■ Required work ■
Which lines run from the one containing "Query: blue and white boat" to the end of the entries? Copy them exactly, both ends included, and give nothing else.

■ Source records ■
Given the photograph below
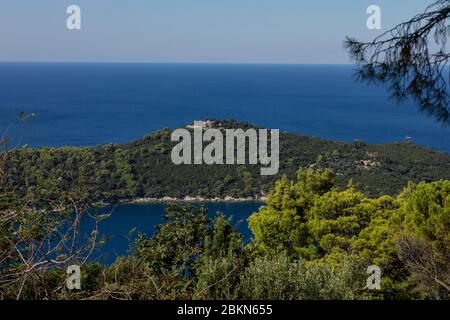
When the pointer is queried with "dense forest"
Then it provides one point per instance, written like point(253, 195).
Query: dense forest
point(334, 210)
point(311, 241)
point(110, 173)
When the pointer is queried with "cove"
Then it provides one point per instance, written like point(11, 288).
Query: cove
point(145, 217)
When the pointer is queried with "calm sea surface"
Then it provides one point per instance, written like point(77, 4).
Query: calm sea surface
point(89, 104)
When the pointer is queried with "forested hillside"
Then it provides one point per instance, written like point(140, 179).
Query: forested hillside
point(144, 168)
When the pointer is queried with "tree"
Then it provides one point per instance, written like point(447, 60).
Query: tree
point(412, 59)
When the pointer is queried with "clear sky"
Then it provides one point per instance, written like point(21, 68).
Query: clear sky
point(210, 31)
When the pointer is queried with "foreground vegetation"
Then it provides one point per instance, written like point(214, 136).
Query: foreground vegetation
point(312, 240)
point(350, 206)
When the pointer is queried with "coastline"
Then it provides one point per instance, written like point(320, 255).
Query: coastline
point(188, 199)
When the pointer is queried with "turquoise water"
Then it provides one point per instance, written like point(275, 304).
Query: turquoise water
point(144, 217)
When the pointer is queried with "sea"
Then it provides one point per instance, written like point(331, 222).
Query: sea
point(86, 104)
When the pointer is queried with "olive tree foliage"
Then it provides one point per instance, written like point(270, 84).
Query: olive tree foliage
point(412, 59)
point(35, 241)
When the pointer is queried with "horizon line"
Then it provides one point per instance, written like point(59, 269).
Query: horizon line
point(180, 63)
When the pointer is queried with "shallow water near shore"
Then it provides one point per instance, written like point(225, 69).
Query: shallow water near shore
point(145, 217)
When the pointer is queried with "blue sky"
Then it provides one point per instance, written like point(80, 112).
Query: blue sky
point(208, 31)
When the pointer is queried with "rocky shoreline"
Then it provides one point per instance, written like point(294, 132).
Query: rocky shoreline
point(195, 199)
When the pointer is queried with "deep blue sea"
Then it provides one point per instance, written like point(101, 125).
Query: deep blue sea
point(89, 104)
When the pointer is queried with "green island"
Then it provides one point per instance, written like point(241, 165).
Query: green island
point(335, 209)
point(143, 169)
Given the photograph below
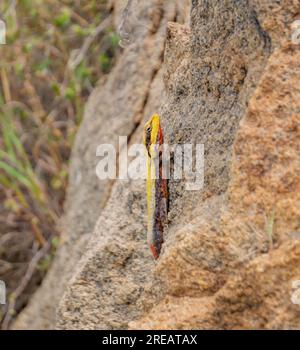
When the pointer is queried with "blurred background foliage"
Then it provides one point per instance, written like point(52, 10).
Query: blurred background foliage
point(56, 52)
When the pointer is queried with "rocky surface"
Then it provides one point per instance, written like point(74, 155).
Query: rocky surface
point(228, 79)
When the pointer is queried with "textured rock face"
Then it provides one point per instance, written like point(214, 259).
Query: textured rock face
point(232, 251)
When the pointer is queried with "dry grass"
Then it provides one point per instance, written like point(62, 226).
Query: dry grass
point(56, 51)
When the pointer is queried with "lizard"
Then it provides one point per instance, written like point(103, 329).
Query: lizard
point(156, 186)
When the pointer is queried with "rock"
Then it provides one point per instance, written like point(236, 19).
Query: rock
point(229, 81)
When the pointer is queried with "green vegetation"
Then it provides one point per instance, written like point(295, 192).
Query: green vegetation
point(45, 81)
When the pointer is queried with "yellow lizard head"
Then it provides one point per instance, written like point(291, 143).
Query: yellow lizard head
point(152, 133)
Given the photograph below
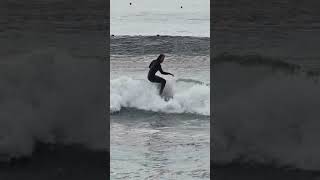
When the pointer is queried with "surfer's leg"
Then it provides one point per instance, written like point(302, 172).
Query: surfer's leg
point(162, 81)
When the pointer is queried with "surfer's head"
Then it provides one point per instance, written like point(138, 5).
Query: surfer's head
point(161, 58)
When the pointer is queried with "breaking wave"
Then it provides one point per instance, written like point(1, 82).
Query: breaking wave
point(188, 97)
point(265, 116)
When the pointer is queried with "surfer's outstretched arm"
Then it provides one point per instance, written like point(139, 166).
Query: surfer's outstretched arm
point(165, 73)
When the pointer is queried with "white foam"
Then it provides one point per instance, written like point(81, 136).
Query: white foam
point(141, 94)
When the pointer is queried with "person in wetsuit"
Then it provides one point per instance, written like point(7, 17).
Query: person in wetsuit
point(155, 66)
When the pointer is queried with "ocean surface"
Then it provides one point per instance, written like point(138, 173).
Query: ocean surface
point(166, 17)
point(266, 90)
point(151, 138)
point(53, 89)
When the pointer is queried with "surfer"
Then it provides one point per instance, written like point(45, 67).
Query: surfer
point(155, 66)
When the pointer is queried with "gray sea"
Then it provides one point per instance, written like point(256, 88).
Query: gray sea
point(266, 76)
point(152, 138)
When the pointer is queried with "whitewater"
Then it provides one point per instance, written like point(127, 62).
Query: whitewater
point(141, 94)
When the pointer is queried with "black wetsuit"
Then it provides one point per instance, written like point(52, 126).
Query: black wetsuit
point(155, 66)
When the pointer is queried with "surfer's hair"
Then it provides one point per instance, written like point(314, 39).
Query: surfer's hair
point(160, 56)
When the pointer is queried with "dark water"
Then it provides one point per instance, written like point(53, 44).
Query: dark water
point(266, 88)
point(53, 79)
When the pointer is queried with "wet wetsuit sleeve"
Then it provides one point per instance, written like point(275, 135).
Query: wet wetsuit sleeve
point(162, 72)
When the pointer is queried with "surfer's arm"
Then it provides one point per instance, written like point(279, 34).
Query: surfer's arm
point(162, 72)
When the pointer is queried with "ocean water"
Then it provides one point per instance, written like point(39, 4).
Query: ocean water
point(151, 138)
point(53, 87)
point(166, 17)
point(266, 90)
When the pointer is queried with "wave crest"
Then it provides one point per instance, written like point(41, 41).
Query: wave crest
point(141, 94)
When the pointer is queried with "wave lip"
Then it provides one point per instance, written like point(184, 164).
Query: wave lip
point(143, 95)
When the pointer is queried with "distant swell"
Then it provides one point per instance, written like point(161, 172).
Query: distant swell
point(143, 95)
point(266, 116)
point(256, 60)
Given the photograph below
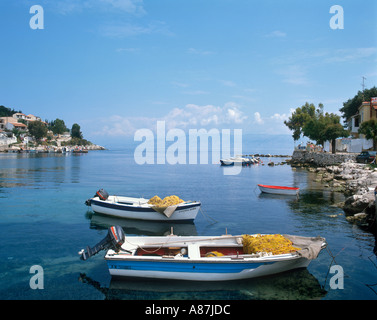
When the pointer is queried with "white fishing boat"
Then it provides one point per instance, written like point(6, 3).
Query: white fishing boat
point(197, 258)
point(140, 209)
point(239, 161)
point(278, 189)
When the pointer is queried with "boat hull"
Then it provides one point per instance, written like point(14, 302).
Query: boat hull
point(184, 212)
point(202, 258)
point(202, 271)
point(279, 190)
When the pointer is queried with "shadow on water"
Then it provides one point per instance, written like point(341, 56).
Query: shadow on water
point(139, 227)
point(294, 285)
point(311, 202)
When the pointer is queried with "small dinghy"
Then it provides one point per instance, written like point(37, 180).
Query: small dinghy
point(279, 190)
point(143, 209)
point(204, 258)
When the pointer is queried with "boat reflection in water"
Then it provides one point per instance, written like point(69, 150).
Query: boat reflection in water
point(145, 228)
point(294, 285)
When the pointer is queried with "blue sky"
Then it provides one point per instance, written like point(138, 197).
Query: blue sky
point(115, 66)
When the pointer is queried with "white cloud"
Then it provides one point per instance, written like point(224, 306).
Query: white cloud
point(276, 34)
point(199, 51)
point(134, 7)
point(294, 74)
point(190, 116)
point(258, 118)
point(130, 6)
point(348, 55)
point(227, 83)
point(128, 29)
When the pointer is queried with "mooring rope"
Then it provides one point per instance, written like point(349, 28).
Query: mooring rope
point(205, 215)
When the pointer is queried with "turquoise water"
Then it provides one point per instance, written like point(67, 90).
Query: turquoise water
point(44, 221)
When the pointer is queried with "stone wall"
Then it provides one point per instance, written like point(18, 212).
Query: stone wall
point(321, 159)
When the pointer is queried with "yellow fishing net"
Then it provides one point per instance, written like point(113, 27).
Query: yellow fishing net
point(166, 202)
point(274, 243)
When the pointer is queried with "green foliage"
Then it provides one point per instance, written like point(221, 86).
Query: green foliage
point(369, 129)
point(37, 129)
point(315, 125)
point(299, 118)
point(75, 131)
point(76, 142)
point(58, 126)
point(7, 112)
point(351, 107)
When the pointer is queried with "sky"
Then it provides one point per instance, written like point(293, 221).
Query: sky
point(116, 66)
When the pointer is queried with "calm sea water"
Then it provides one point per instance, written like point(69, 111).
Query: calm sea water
point(44, 221)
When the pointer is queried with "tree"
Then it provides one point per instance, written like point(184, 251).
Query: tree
point(37, 129)
point(315, 125)
point(351, 106)
point(369, 129)
point(58, 126)
point(7, 112)
point(332, 129)
point(75, 131)
point(300, 117)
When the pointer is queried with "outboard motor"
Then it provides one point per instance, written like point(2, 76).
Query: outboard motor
point(114, 240)
point(102, 194)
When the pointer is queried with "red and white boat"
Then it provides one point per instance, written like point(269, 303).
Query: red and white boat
point(278, 189)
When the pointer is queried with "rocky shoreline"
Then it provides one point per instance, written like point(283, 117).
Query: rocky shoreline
point(50, 149)
point(341, 173)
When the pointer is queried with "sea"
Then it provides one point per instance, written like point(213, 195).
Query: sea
point(44, 223)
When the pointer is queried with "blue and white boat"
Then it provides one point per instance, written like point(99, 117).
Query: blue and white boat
point(197, 258)
point(140, 209)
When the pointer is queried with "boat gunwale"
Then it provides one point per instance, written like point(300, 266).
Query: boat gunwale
point(277, 187)
point(140, 207)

■ Task response ■
Query: blue and white boat
point(197, 258)
point(140, 209)
When the pointer is queried with "boat gunwale"
Then it provides one point per instance, written like point(300, 266).
Query: boat gunwale
point(277, 187)
point(140, 207)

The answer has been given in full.